» Exercise aim
When a line in the listing below contains the word "weed", return a copy of that line.

» Data records
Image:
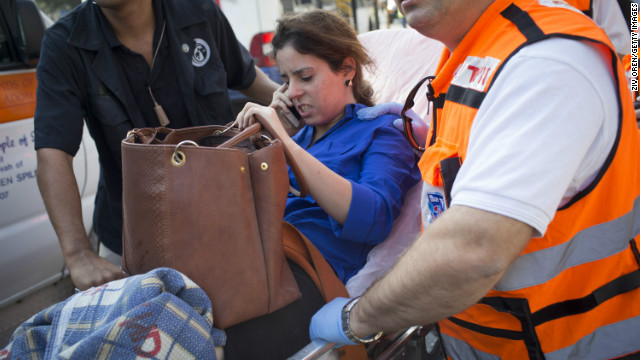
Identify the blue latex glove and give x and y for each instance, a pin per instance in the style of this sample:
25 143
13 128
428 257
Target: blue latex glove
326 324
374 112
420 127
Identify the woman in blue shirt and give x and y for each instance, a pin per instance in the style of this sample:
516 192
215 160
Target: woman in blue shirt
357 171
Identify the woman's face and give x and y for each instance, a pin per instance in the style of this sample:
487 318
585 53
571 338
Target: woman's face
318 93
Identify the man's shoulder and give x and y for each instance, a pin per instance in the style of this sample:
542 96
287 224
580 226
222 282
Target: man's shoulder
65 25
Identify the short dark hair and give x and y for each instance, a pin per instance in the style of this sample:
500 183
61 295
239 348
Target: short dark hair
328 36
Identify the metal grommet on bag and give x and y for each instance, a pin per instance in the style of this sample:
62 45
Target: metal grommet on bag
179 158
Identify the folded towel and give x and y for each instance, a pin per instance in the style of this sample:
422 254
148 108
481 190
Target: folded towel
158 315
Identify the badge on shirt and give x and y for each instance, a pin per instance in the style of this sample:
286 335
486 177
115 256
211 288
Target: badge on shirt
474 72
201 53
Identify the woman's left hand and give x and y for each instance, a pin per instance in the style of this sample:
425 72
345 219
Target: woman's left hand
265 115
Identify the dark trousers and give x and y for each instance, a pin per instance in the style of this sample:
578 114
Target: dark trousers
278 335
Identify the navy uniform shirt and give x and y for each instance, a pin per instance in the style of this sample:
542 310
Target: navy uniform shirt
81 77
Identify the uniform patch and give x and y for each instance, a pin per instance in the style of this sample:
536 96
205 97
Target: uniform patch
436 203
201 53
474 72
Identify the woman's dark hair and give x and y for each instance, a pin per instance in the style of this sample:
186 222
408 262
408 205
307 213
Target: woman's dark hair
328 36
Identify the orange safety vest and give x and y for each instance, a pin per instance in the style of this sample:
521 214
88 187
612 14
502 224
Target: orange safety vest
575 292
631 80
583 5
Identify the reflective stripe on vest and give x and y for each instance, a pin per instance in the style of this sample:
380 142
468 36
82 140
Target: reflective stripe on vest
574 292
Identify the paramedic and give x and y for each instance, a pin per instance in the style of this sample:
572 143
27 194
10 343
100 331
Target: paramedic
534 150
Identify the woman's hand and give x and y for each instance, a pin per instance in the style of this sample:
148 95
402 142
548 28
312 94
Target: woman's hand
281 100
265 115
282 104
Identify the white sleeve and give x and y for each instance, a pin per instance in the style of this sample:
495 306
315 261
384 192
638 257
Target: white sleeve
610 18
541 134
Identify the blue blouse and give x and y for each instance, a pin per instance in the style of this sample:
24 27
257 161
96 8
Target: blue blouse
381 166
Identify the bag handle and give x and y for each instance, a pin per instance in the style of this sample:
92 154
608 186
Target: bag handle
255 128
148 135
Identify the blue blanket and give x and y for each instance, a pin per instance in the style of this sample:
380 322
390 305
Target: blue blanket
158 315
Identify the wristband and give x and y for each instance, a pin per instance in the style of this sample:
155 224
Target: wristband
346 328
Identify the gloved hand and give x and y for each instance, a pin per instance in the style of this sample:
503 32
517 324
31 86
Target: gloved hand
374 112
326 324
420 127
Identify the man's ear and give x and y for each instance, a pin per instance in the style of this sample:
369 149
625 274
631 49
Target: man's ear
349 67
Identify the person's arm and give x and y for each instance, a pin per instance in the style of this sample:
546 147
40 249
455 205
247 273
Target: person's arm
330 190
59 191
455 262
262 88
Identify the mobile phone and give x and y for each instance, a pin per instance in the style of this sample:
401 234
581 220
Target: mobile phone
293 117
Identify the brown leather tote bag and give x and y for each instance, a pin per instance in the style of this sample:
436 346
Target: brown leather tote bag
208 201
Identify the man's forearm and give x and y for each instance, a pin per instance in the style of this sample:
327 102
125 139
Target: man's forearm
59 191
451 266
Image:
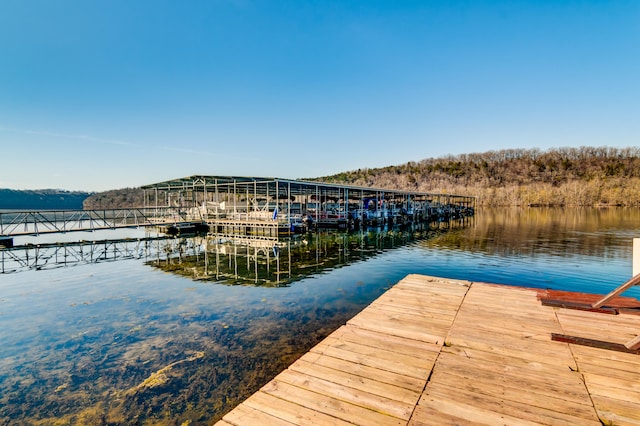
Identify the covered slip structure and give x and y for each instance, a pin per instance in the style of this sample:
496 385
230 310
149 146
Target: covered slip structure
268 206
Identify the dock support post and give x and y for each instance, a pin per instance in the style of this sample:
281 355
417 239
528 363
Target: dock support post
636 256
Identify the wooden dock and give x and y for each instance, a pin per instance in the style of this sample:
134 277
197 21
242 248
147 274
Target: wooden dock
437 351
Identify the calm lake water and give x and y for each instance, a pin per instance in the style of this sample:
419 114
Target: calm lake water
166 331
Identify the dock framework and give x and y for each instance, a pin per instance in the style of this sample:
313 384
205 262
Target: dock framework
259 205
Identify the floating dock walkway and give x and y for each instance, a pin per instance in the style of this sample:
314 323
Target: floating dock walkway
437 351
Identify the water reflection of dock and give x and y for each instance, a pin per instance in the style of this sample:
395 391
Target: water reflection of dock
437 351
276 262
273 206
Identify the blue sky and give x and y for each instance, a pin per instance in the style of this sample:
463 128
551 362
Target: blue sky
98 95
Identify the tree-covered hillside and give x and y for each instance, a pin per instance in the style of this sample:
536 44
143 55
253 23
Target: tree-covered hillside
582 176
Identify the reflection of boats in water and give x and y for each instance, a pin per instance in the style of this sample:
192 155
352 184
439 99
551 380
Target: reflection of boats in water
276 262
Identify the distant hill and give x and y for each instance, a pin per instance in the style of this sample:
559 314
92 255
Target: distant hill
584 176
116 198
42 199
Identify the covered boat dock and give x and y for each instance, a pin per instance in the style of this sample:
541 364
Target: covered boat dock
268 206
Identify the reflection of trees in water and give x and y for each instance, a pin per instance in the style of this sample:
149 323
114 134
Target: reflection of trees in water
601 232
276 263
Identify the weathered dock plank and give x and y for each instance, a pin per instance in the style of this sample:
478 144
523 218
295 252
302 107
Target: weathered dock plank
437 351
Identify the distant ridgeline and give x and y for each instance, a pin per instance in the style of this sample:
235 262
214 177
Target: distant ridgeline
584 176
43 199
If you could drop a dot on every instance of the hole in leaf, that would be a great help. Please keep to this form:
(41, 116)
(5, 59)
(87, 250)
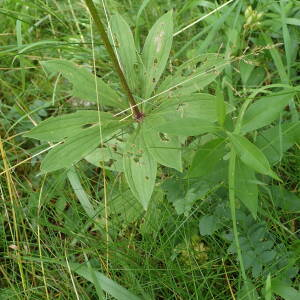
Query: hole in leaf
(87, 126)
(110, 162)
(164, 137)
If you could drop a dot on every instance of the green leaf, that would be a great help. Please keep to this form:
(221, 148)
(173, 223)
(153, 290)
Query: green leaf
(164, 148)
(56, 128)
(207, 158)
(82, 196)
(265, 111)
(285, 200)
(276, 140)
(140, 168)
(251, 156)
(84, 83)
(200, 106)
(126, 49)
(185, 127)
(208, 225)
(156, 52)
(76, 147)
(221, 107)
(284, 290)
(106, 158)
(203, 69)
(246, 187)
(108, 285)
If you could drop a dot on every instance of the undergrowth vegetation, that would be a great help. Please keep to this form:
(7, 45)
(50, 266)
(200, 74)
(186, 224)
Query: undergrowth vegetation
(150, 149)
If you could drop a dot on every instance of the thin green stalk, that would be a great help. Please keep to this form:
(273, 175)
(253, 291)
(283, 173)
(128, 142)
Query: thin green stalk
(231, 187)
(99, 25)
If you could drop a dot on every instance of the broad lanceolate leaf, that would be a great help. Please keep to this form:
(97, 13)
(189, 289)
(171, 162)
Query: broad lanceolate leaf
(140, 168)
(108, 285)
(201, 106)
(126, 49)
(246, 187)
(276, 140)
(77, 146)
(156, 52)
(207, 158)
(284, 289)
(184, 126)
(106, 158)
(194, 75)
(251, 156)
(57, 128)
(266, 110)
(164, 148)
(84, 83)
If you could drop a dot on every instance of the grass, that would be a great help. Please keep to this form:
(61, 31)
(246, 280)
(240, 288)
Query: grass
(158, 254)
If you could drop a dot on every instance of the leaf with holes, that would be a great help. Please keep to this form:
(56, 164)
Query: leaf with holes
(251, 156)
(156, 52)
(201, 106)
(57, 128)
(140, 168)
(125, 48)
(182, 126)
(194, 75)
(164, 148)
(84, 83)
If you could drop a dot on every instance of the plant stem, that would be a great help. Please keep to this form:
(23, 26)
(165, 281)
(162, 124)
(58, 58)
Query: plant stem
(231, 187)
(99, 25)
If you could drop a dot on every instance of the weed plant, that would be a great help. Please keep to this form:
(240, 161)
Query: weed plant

» Exercise answer
If you could drop a dot on every instance of the weed plant, that would be a great help. Please keep to this form:
Query: weed plant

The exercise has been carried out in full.